[GIVEN RECORDS start]

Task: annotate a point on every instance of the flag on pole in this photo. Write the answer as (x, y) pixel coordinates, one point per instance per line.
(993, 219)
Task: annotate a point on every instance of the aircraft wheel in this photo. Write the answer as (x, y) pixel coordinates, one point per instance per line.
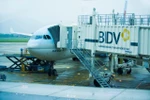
(55, 72)
(120, 71)
(129, 71)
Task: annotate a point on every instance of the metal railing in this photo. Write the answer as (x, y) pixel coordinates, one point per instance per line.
(116, 19)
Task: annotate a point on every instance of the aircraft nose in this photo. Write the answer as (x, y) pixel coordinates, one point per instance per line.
(33, 44)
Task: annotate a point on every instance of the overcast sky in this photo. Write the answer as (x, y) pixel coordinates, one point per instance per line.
(54, 11)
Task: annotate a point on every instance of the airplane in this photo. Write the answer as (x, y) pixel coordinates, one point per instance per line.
(42, 45)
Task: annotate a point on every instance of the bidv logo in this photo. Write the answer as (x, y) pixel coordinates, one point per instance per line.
(108, 37)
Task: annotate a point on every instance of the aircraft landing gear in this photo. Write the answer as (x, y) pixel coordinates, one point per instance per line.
(51, 70)
(120, 71)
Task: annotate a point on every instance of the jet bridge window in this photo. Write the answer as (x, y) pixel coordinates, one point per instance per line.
(36, 37)
(46, 37)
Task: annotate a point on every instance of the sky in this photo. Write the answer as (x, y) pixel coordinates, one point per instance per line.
(55, 11)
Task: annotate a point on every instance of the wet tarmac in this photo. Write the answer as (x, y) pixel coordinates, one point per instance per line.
(71, 73)
(74, 74)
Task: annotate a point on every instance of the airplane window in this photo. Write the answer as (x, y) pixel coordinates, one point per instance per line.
(44, 36)
(48, 37)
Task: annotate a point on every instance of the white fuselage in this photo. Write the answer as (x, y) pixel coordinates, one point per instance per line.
(41, 45)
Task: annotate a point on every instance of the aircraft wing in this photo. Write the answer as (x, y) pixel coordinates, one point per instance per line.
(13, 32)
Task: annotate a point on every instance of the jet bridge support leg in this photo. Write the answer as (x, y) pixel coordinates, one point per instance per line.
(51, 70)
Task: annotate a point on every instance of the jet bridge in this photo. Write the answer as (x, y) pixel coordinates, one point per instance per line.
(113, 34)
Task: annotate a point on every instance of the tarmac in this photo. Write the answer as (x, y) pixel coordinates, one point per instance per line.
(73, 73)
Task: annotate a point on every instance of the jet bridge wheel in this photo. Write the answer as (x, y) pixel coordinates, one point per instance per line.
(98, 85)
(120, 71)
(129, 71)
(51, 70)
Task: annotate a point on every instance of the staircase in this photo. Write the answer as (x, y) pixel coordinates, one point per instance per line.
(96, 67)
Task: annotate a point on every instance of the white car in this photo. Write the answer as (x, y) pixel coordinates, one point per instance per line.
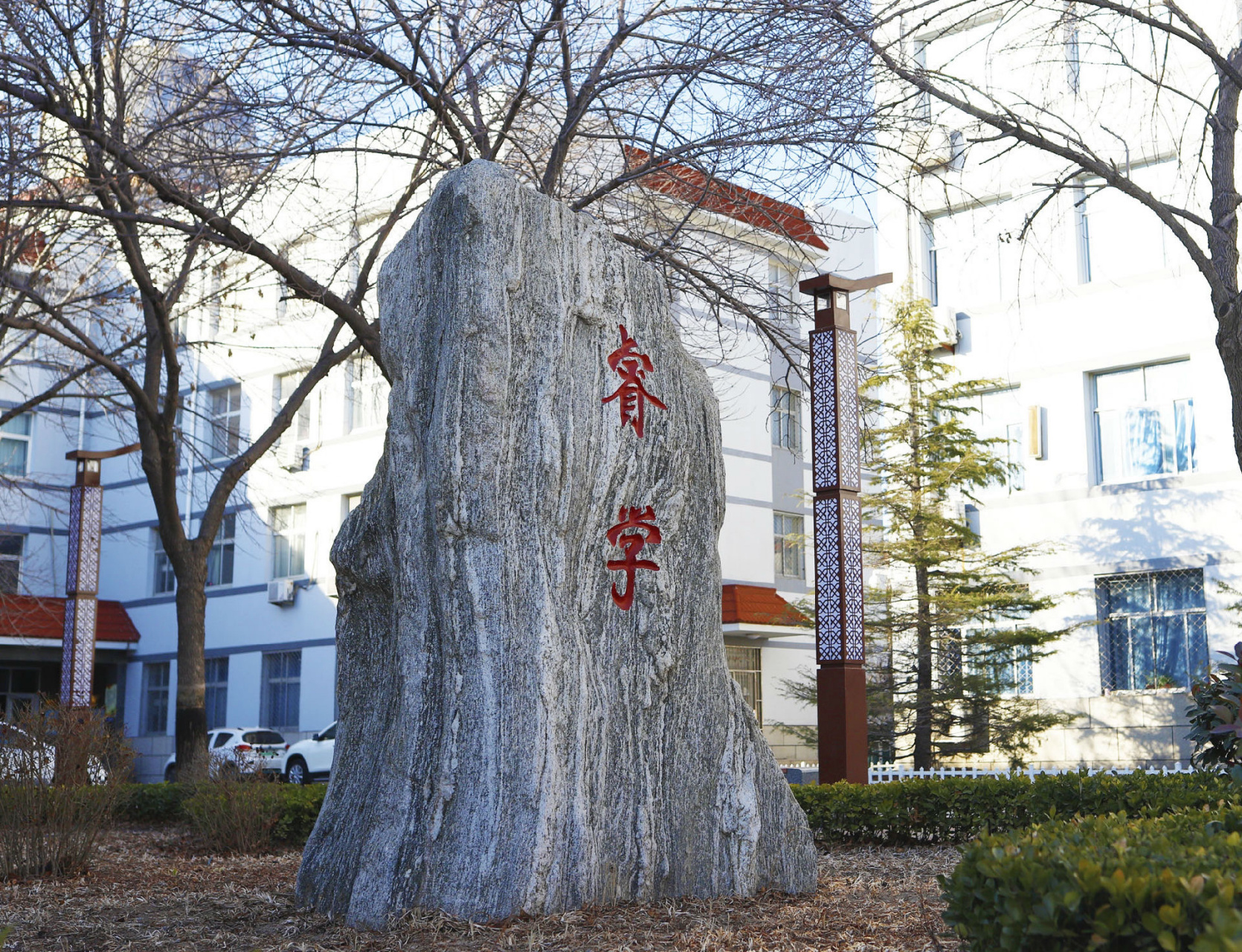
(250, 748)
(311, 759)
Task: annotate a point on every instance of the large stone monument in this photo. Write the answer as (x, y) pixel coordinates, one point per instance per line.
(535, 713)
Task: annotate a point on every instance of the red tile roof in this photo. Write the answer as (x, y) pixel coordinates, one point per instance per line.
(41, 617)
(756, 605)
(724, 198)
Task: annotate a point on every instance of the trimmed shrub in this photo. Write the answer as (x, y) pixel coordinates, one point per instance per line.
(1112, 884)
(59, 781)
(296, 807)
(954, 809)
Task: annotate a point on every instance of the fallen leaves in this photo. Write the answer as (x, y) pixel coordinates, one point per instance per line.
(147, 891)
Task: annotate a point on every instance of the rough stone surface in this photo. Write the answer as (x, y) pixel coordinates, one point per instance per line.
(509, 740)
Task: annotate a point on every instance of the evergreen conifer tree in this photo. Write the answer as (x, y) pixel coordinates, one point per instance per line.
(949, 631)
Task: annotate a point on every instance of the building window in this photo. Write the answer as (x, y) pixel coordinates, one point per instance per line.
(155, 679)
(365, 394)
(215, 675)
(930, 264)
(282, 389)
(220, 557)
(1082, 234)
(745, 668)
(289, 541)
(164, 578)
(15, 446)
(1145, 422)
(225, 422)
(11, 546)
(1153, 629)
(790, 544)
(786, 419)
(282, 690)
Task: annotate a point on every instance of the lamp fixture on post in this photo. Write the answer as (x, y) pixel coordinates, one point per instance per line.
(83, 576)
(841, 684)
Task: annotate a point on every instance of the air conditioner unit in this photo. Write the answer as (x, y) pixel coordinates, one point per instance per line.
(295, 457)
(281, 592)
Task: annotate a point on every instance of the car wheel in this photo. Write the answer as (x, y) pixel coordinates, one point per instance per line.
(296, 772)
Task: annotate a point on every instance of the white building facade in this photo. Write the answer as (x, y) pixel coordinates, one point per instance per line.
(1110, 393)
(271, 598)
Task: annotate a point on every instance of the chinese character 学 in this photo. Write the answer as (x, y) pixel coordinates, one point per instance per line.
(635, 529)
(632, 367)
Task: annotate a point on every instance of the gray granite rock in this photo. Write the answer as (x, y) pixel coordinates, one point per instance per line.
(509, 739)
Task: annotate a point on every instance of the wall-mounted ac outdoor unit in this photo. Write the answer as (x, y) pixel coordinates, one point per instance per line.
(295, 457)
(1037, 433)
(281, 592)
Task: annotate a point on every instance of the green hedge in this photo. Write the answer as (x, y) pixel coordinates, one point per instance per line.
(164, 803)
(954, 809)
(1110, 884)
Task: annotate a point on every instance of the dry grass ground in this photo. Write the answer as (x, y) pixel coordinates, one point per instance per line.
(149, 890)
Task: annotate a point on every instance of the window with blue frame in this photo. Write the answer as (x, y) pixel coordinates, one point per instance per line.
(1153, 629)
(1145, 422)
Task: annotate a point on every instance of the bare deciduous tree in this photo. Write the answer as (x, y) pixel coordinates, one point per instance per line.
(152, 144)
(1104, 87)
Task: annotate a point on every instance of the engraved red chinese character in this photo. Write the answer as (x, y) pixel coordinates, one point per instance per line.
(632, 367)
(635, 529)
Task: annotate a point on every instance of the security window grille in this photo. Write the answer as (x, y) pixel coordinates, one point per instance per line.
(283, 388)
(155, 680)
(930, 264)
(789, 544)
(220, 557)
(215, 674)
(1145, 422)
(289, 541)
(963, 659)
(365, 394)
(282, 690)
(164, 578)
(11, 546)
(786, 419)
(1153, 629)
(15, 446)
(225, 405)
(745, 668)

[GIVEN RECORDS end]

▸ **INSTRUCTION**: Reproduce exactly the line containing "Task: annotate a point on every instance of the wall-mounted" and every line after it through the end of the records above, and nothing else.

▸ **EXPECTED ANSWER**:
Task: annotate a point on every instance of the wall-mounted ac outdoor unit in this photo. Write the answer as (x, y) pixel coordinates, one point per instance per line.
(295, 457)
(1037, 433)
(281, 592)
Task: annotate a point on every instance of the green hedge in this photo. Write the answer as (x, y) pixel coordinates, one point per instance per line.
(164, 803)
(954, 809)
(1110, 884)
Task: annotate a point on every instance of the dry grass ground in this photo. Write the answer as (x, y) pixel coordinates, one point per instance per line.
(149, 890)
Task: annotate a point on every instance of the window with blue frame in this photo. Write the answer as (x, y) pixel coordinates, one point per instance per line.
(1153, 629)
(1145, 422)
Task: annotate a point on every instance of the bare deciduous tree in this photo. Write the answer as (x, y) pixel coordinates, one point per instance per line.
(152, 144)
(1104, 87)
Task: annotate a point on every instance of the engraved red chinese character in this photo. Write the answer as (x, y) pixel coordinates, one point per instance per line.
(632, 367)
(635, 529)
Task: annotate a point on every instance of the security window grille in this photo. Write the answer as (x, y) pixel coordinates, one point per instance per line.
(283, 388)
(155, 680)
(930, 264)
(789, 544)
(220, 557)
(215, 674)
(1145, 422)
(289, 541)
(963, 659)
(365, 394)
(282, 690)
(164, 578)
(11, 546)
(786, 419)
(1153, 629)
(15, 446)
(225, 405)
(745, 668)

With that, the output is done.